Superman 1.40: Everyone Looks Like Lois

Well, you know what they say: there are two sides to every story, and vice versa. The other day, I told you about the narrative pressures in the early days that encouraged the writers of the Superman comic books and radio show to change the characterization of Lois Lane, gradually making her more friendly towards Clark so that the two of them could get involved in a wider variety of stories.

But that change in Superman’s universe caused an equal and opposite reaction — creating a flip side, parallel version of Lois from the upside down, who gradually turned darker and meaner, until she became Superman’s first recurring supervillain. It’s time to break the silence about the year of evil Lois clones.

As you know, Lois premiered in June 1938’s Action Comics #1 as the Daily Planet’s sob sister: a strong-willed, attractive figure of fascination and desire, who captured the heart of mild-mannered Clark Kent and never let go. She was the only real supporting character in the comic, in the first couple years — there was also a Daily Planet editor named George Taylor, but he hardly ever got up from his desk. Lois was the one who walked the earth, driving plot points and causing chaos.

But even then, there were signs that things were not what they seemed. In issue #3 (August 1938), Superman crashes a party hosted by a corrupt millionaire who owns a coal mine — and one of the guests is a nameless woman who looks just like Lois. To prove that the mine is unsafe, Superman tricks the guests into bringing the party down to the mine, where he can demonstrate that the safety devices aren’t up to code by deliberately causing a cave-in and risking everyone’s lives.

I know that sounds like a weird thing for Superman to do, but at the beginning, Jerry Siegel and Joe Shuster were still figuring out how Superman stories were supposed to work.

And so the wealthy descended into the underworld, all one percent of them, for a terrifying experience that they did not specifically deserve. This Lois lookalike went down with the rest of them, but we never saw her come up again. For all I know, she may still be down there — one of the Tethered, yearning to return to the surface world. That would actually explain quite a bit.

A month later, in issue #4 (September 1938), we find another woman who looks like Lois — Mary, the girlfriend of football player Tommy Burke, who jilts him for a tennis player, until Superman steals Burke’s identity and starts winning football games for him, at which point Mary jilts the tennis champion and goes back to Burke. Like I said, they really weren’t sure how to write Superman stories.

That’s the last we saw of the Lois lookalikes for a while, but things were changing in Action Comics, as they started to get a handle on what kinds of stories they could tell. I’m going to leave Lois out of this for just a minute, because you need to meet somebody else.

A year into the book, in issue #13 (June 1939), Siegel and Shuster created a character that would ultimately send the Superman story in an entirely new direction. That’s when they introduced the Ultra-Humanite, Superman’s first recurring supervillain, a balding mad scientist and crime lord who planned to dominate the world.

He looks familiar, but this isn’t Lex Luthor — he’s a different guy, who operates a crime ring from a deserted sawmill and sets up a protection racket for cab drivers. The scheme doesn’t really make a lot of sense, but forget about that for now.

Image object location entries:
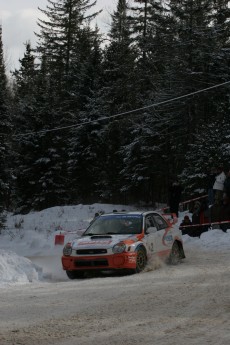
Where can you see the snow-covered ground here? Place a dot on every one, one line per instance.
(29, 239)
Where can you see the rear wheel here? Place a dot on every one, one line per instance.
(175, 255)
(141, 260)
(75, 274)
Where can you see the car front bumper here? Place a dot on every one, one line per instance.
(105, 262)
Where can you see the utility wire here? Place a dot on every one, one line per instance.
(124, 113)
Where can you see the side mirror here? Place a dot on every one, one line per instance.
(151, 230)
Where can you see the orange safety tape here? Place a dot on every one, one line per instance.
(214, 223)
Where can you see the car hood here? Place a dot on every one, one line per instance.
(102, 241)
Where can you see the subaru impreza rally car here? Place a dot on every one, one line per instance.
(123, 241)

==

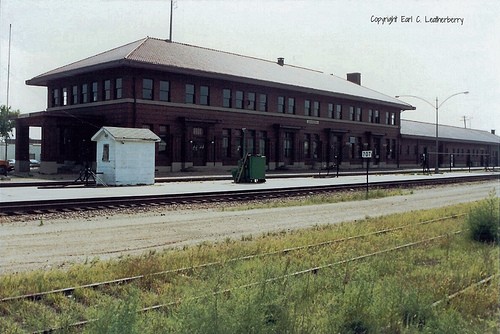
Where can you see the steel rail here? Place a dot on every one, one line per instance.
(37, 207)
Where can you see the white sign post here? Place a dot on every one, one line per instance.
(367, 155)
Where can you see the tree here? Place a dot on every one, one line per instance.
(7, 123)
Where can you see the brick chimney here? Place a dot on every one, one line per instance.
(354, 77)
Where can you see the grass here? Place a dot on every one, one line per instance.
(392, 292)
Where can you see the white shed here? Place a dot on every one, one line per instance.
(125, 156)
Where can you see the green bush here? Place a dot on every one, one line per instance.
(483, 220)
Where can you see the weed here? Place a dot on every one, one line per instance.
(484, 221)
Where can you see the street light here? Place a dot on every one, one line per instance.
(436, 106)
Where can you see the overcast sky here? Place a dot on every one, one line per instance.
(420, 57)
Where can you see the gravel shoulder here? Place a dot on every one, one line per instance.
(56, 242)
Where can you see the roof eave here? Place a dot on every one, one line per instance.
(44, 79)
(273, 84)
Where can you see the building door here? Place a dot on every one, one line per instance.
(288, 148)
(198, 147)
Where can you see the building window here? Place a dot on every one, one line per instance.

• **PROBLEM TO WORK ON**: Carry on the article about Superman and the Lois Lane lookalikes, picking up right after its final sentence.

• **FINAL ANSWER**:
For our purposes today, the important thing is that the Ultra-Humanite returns a month later, in issue #14 (July 1939), with a weird excuse for how he survived the obviously fatal plane crash at the end of the previous issue.

And that’s the moment when the Lois lookalikes return. Right now, it’s just a one-panel cameo with an unnamed office worker who reacts to the sight of Superman looking in at an upper story window — but she is a herald of strange events to follow.

Because the Ultra-Humanite returns again in #17 (October 1939), and suddenly there are even more women who look like Lois than ever before.

The story begins with a ship that mysteriously catches fire, during a raging storm. Superman has to swim out to the ship and save the passengers — which includes our first sighting of a Save My Baby lady.

Obviously, you know the trope of the Save My Baby lady — she’s the irresponsible mother who leaves her infant child alone to fend for themselves, in the middle of a blazing inferno. I don’t really have time to get into it right now, but we’ll see more of these reckless parents in the future.

For now, the important thing is that the shipboard Save My Baby lady looks like Lois Lane, and so does an unrelated telephone operator that we see later in the story.

Now, you can call it a coincidence if you like, but this is the Ultra-Humanite’s third appearance in the book, and as he grows in strength, the world is increasingly filled with these mysterious alternate Loises.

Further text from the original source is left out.